## CONSIGNES DE L'EXERCICE
(a) D'après le texte sur le Fortisgate, quelle expression le vice-président de la Chambre Herman De Croo a-t-il employée ?
(b) Poursuivez le texte sur le Fortisgate à partir de sa dernière phrase.

## TEXTE FOURNI
------------------------------------------------------------

LA GUERRE DES ÉLITES

Le Fortisgate nous aura appris que, si un Premier ministre peut péter les plombs, le plus haut magistrat du pays peut également marcher à côté de ses pompes. A peine remise de l’affaire Dutroux, la justice subit une nouvelle perte de crédibilité. L’occasion pour le monde politique de régler ses comptes.

Le Fortisgate ressemble davantage à un formidable psychodrame engendré par la vanité et le manque de sang-froid de gens a priori compétents qu’ à une véritable affaire d’Etat. Et pourtant, quelle tempête, en cette fin d’année 2008 !  » Atteinte à la séparation des pouvoirs « ,  » zone de non-droit inadmissible « ,  » république bananière  » (le mot est du vice-président de la Chambre Herman De Croo, Open VLD). L’émotion était à son comble, l’inquiétude démocratique bien réelle. Pensez : des cabinets ministériels pris en flagrant délit de manipuler une décision de justice portant sur une affaire engageant la fortune de centaines de milliers de Belges !

L’effet des lettres du Premier ministre Yves Leterme (17 décembre 2008) et du premier président de la Cour de cassation Ghislain Londers (19 décembre 2008) fut cataclysmique. On peut même dire cathartique : Leterme a disparu de la scène politique fédérale. Mais Ghislain Londers ( lire encadré page 39) est toujours en fonction, alors que sa démarche, d’après bien des observateurs et, en particulier, le procureur général près la Cour de cassation Jean-François Leclercq, était fautive. Ne devrait-il pas  » faire un pas de côté  » et remettre sa démission de premier président de la Cour de cassation qui, pas plus que pour Leterme, ne le met à la rue ni le prive de ses droits ? Cela montrerait que les magistrats ne sont pas au-dessus du commun des mortels.

Un tel geste pourrait faire baisser la pression, mais pas restaurer la confiance, vu la gravité des accusations lancées de part et d’autre, dont celle, rédhibitoire, de  » gouvernement des juges « . Yves Leterme et l’ancien ministre de la Justice Jo Vandeurzen (CD&V), avec, à leur suite, un certain nombre d’autres hommes politiques, ont la mémoire longue. L’occasion, pour les politiques, de régler leurs comptes avec un pouvoir judiciaire qui, depuis l’affaire Inusop, dans les années 1980, se mêle un peu trop des  » affaires  » ? Ou une manière de secouer cette institution qui résiste aux entreprises de modernisation ?  » La guerre des élites a repris « , constate le sociologue Olgierd Kuty, professeur émérite de l’ULg.  » Ce qui s’est passé autour de Fortis est tout à fait particulier, proteste avec force Patrick Mandoux, magistrat à la cour d’appel de Bruxelles, professeur de procédure pénale (ULB) et porte-parole de l’Union professionnelle des magistrats. Cela ne reflète en rien ni l’état ni le fonctionnement habituel de la justice. Depuis la création du Conseil supérieur de la justice, les juges et les procureurs sont nommés compte tenu uniquement de leurs qualités scientifiques et humaines. Ils sont de plus en plus issus de toutes les couches de la population.  » Le nouveau ministre de la Justice Stefaan De Clerck (CD&V) a, en tout cas, décidé d’ouvrir trois nouveaux chantiers : la réforme de la procédure pénale, l’informatisation et la simplification de l’organisation judiciaire.

------------------------------------------------------------

Extraits de jeux de données annotés par boîtes englobantes
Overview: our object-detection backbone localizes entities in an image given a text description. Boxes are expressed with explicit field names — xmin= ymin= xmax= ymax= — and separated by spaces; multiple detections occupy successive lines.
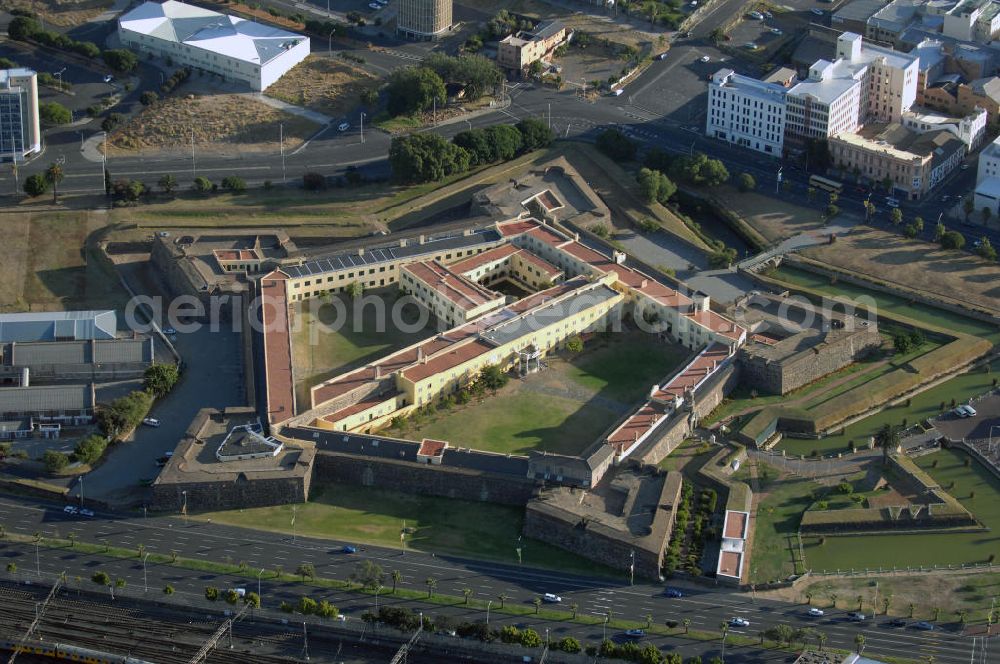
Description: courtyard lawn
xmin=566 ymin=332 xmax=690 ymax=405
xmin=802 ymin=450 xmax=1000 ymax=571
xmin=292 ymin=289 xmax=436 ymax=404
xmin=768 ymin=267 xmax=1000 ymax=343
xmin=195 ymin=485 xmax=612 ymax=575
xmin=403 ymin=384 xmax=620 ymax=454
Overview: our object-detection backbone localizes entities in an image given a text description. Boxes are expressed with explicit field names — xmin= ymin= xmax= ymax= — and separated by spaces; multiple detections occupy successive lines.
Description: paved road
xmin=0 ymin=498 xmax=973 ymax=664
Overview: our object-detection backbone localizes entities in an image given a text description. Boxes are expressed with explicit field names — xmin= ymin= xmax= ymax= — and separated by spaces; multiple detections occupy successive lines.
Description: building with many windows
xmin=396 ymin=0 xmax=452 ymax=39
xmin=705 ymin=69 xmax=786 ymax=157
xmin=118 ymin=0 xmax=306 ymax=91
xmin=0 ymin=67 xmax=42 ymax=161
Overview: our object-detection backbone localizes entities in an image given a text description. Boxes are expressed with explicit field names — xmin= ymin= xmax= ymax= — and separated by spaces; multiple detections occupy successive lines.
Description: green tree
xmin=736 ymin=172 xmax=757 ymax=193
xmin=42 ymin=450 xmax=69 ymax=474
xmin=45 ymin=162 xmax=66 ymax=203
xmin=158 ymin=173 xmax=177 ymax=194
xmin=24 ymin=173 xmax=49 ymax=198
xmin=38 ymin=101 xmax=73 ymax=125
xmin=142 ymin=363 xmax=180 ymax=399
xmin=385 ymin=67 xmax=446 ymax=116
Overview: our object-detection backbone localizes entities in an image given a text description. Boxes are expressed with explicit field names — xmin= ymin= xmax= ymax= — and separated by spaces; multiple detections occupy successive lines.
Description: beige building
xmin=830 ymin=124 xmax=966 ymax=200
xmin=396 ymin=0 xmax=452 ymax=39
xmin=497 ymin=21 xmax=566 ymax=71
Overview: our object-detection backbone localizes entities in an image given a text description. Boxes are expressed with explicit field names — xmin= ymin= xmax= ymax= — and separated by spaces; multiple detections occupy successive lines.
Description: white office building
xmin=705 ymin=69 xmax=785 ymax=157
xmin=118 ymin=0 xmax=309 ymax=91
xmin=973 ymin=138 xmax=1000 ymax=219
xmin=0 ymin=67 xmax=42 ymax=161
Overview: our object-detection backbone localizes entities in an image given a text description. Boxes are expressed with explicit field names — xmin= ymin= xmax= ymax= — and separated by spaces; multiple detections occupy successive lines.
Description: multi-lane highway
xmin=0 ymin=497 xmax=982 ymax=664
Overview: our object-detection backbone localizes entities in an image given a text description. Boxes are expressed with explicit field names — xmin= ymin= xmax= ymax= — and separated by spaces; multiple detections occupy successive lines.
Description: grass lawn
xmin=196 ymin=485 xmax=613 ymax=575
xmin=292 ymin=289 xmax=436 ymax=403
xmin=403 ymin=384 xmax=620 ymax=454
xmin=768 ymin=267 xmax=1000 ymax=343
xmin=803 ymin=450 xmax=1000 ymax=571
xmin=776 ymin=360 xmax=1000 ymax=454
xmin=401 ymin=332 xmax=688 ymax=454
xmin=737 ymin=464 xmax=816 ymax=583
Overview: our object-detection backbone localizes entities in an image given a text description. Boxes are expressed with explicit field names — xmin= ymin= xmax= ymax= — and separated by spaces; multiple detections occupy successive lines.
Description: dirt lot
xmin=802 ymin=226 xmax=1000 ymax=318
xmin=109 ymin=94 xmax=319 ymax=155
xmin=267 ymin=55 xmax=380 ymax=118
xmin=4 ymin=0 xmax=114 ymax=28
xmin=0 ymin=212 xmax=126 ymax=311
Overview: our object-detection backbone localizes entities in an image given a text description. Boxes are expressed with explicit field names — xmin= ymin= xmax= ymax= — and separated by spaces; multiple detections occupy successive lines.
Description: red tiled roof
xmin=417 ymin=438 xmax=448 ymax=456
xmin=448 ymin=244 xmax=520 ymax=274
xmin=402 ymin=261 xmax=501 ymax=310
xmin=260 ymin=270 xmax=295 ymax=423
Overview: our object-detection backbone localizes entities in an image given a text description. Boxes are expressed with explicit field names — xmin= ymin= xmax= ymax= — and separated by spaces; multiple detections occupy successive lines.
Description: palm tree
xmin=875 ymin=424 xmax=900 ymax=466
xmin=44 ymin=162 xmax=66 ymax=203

------------------------------------------------------------

## RÉPONSES FOURNIES
(a) Il a parlé de « république bananière ».

(b)
Le mantra de la séparation des pouvoirs

La  » séparation des pouvoirs  » est à cette crise ce qu’ a été l' » Etat de droit  » lors de l’ affaire Dutroux : un idéal imparfait. Yves Leterme et Jo Vandeurzen (pouvoir exécutif) sont soupçonnés d’avoir voulu peser sur des juges (pouvoir judiciaire), lesquels s’en sont plaints au Parlement (pouvoir législatif), qui veut à présent mener l’enquête au palais de justice de Bruxelles. La confusion totale !

Quelques jours seulement après la démission du gouvernement Leterme, Julien Pieret, assistant au Centre de droit public de l’ULB, décortiquait, dans La Libre Belgique (22 décembre),  » ces mythes qui nous gouvernent « . En bon libertarien (tenant de la philosophie politique qui postule que toute interaction entre les humains doit être volontaire et consensuelle), il n’ allait pas rater l’occasion de  » dévoiler les logiques sous-jacentes qui permettent d’expliquer comment sont dirigées les affaires de la Nation « .

La démonstration du chercheur tient en trois points : 1. le penseur français Montesquieu, au xviiie siècle, n’a jamais conçu le principe de séparation des pouvoirs comme devant figer les frontières entre les titulaires de l’autorité publique. Il dit, au contraire, que les pouvoirs doivent être interconnectés afin de mieux se contrôler l’un l’autre (contre-pouvoirs). 2. Par  » séparation des pouvoirs « , on entend celle du législatif, de l’exécutif et du judiciaire, mais cela ne figure pas explicitement dans la Constitution. Dans la pratique, il existe une foule d’autorités hybrides (Cour constitutionnelle, Conseil d’Etat, Conseil supérieur de la justiceà) et des pouvoirs influents (partis politiques et monde socio-économique, pour ne citer qu’eux) qui ne s’embarrassent pas de pudeurs pour s’impliquer l’un dans l’autre. 3. Que faire d’un principe s’il est à géométrie variable ? Militant de la Ligue des droits de l’homme, Pieret rappelle qu’aucun homme politique n’a hurlé lorsque le parquet fédéral, très proche du ministre de la Justice, a pesé sur la composition du tribunal amené à juger les militants turcs d’extrême gauche du DHKP-C. La Cour de cassation – qui a bien joué son rôle – a rectifié la chose. So what ?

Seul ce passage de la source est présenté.